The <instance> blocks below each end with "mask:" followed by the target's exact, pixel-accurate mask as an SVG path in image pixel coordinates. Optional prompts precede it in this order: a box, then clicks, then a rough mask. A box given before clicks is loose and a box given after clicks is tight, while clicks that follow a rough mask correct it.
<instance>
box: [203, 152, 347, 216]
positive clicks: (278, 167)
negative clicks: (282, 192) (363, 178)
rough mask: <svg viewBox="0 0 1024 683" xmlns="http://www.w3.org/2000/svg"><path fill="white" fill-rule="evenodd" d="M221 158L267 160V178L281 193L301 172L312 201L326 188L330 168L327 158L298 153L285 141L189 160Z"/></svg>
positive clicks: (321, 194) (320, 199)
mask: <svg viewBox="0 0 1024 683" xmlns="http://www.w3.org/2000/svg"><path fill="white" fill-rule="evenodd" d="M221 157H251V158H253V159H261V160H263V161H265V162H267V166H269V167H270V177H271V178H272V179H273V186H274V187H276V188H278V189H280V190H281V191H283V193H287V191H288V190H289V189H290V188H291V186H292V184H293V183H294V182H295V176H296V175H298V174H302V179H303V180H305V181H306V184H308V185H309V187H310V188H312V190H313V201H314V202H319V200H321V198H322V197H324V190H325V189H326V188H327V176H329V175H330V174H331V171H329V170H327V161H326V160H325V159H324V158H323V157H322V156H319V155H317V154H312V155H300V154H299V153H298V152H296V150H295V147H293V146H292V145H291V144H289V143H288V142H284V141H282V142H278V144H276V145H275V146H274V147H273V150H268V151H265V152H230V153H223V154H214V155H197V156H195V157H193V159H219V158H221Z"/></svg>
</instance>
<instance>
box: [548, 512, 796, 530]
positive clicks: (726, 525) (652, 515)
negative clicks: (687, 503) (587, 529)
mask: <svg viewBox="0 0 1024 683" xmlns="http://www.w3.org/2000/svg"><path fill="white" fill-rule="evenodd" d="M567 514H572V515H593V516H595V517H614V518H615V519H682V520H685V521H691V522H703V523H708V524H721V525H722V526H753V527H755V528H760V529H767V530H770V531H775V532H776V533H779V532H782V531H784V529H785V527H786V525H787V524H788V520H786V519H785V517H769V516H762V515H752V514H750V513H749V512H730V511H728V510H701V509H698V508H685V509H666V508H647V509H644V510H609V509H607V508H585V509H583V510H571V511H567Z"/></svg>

____

WHAT YOU SHOULD DO: Read the listing above, then copy every line that includes the string "rough".

RESPONSE TO THE EXERCISE:
The <instance> blocks below each end with "mask:" followed by the target's exact, pixel-accurate mask as an SVG path in image pixel coordinates. Optional prompts precede it in this order: a box, then clicks, then a rough mask. A box given before clicks is loose and a box given after clicks is tight, while clicks that follow a rough mask correct it.
rough mask: <svg viewBox="0 0 1024 683" xmlns="http://www.w3.org/2000/svg"><path fill="white" fill-rule="evenodd" d="M221 158L267 160V178L281 193L301 172L312 201L326 188L330 168L327 158L298 153L285 141L189 160Z"/></svg>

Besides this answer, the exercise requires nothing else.